▶ **Directions**:
1: In the article on the Bronzeville high school, give the passage again starting with "By - Nov 20th, 2022" and going on through "R. Phillips Ave.", swapping "Rendering" for "Image".
2: According to the Bronzeville high school article, how many students does Dr. Howard Fuller Collegiate Academy plan to grow to accommodate?
3: Name every street that the Bronzeville high school article mentions.
-------- Quoted passage --------
Jeramey Jannene
Plats and Parcels

Construction Starts on Bronzeville High School

Plus: Will eastside school get redeveloped? And a recap of week's real estate news.

By - Nov 20th, 2022 12:00 pm
Dr. Howard Fuller Collegiate Academy new high school. Rendering by Engberg Anderson Architects.

Dr. Howard Fuller Collegiate Academy’s new high school. Rendering by Engberg Anderson Architects.

Construction is underway on a new charter high school in Milwaukee’s Bronzeville neighborhood.

Dr. Howard Fuller Collegiate Academy (HFCA), a 19-year-old charter school named for one of Milwaukee’s most prominent education leaders, intends to grow to accommodate 500 students in a new building at 2212-2228 N. Vel R. Phillips Ave.

Located just south of W. North Ave., the four-story, 70,000-square-foot building would be built in an area seeing a wave of investment, including the recently re-opened America’s Black Holocaust Museum and the $105 million ThriveOn King project. A one-story warehouse on the 0.86-acre school site was once expected to be part of the ThriveOn King development, but was donated to the school.

“Even though this school is being built for HFCA, it’s really being built for the Black community in Milwaukee,” said Howard Fuller, 81, at a groundbreaking ceremony on Tuesday.

It would allow the school to relocate from long-leased space at 4030 N. 29th St. and redevelop that building into a new middle school.

Fuller served as superintendent of Milwaukee Public Schools in the early 1990s, but is also a leading advocate for school vouchers. HFCA was once a voucher school before it converted to a city-authorized charter. Fuller has a long reputation as a civil rights and education reform leader.
-------- Records provided --------
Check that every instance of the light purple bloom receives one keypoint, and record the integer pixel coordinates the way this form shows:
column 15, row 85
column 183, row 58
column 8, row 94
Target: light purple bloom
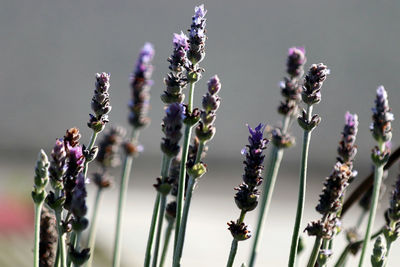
column 180, row 41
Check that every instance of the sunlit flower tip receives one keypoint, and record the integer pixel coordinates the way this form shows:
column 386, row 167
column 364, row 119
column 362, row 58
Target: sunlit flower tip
column 102, row 82
column 214, row 85
column 351, row 120
column 180, row 41
column 295, row 61
column 147, row 53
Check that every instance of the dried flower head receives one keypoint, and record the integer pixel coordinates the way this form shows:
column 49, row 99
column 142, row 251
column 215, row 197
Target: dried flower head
column 382, row 118
column 140, row 84
column 197, row 35
column 100, row 103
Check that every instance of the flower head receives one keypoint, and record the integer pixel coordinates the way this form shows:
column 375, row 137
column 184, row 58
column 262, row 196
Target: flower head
column 382, row 117
column 295, row 61
column 347, row 148
column 172, row 125
column 140, row 84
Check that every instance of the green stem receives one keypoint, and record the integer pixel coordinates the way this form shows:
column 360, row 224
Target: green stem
column 275, row 160
column 61, row 239
column 302, row 192
column 182, row 172
column 378, row 173
column 182, row 229
column 123, row 190
column 38, row 210
column 232, row 253
column 163, row 204
column 234, row 245
column 92, row 232
column 89, row 147
column 269, row 185
column 164, row 173
column 167, row 238
column 315, row 252
column 392, row 227
column 343, row 257
column 151, row 231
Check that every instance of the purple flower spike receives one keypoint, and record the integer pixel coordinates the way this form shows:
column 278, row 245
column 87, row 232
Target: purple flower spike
column 347, row 149
column 382, row 117
column 171, row 126
column 197, row 35
column 181, row 41
column 78, row 204
column 214, row 85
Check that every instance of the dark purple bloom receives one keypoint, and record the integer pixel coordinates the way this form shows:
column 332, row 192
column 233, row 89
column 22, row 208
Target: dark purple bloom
column 254, row 156
column 394, row 208
column 330, row 201
column 347, row 148
column 313, row 83
column 100, row 103
column 295, row 61
column 382, row 117
column 58, row 164
column 140, row 84
column 78, row 204
column 172, row 125
column 76, row 160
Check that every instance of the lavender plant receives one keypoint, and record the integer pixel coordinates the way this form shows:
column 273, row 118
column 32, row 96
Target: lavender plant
column 175, row 82
column 311, row 95
column 382, row 132
column 247, row 194
column 107, row 158
column 330, row 203
column 139, row 106
column 281, row 139
column 391, row 230
column 39, row 195
column 195, row 54
column 204, row 132
column 172, row 125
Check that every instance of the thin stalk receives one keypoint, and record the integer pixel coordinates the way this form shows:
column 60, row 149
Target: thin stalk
column 234, row 245
column 272, row 174
column 232, row 253
column 38, row 210
column 302, row 192
column 123, row 190
column 378, row 173
column 392, row 227
column 164, row 172
column 182, row 172
column 315, row 252
column 89, row 147
column 92, row 232
column 61, row 240
column 182, row 229
column 161, row 213
column 167, row 238
column 343, row 257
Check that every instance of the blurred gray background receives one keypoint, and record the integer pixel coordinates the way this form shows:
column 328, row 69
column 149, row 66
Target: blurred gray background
column 50, row 51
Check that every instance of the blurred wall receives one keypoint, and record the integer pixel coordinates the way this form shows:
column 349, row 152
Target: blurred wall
column 50, row 51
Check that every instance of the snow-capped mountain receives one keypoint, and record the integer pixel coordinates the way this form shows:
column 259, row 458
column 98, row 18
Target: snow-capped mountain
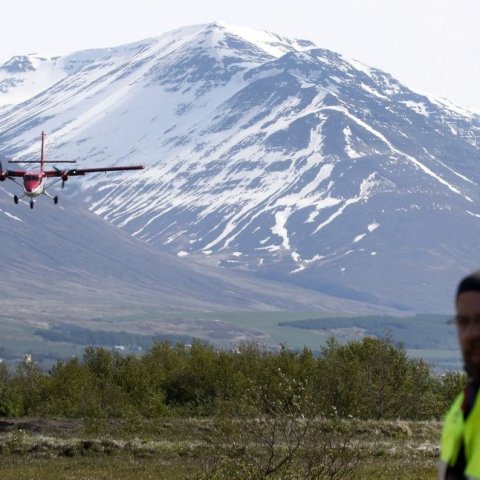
column 267, row 155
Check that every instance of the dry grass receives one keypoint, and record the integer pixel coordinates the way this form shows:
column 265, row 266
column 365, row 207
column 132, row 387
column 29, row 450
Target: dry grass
column 394, row 450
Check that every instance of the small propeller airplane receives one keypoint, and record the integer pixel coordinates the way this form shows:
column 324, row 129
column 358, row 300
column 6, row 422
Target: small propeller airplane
--------
▶ **In response**:
1:
By - Nov 20th, 2022 12:00 pm
Dr. Howard Fuller Collegiate Academy new high school. Image by Engberg Anderson Architects.

Dr. Howard Fuller Collegiate Academy’s new high school. Image by Engberg Anderson Architects.

Construction is underway on a new charter high school in Milwaukee’s Bronzeville neighborhood.

Dr. Howard Fuller Collegiate Academy (HFCA), a 19-year-old charter school named for one of Milwaukee’s most prominent education leaders, intends to grow to accommodate 500 students in a new building at 2212-2228 N. Vel R. Phillips Ave.

2: 500 students.

3: N. Vel R. Phillips Ave., W. North Ave., N. 29th St.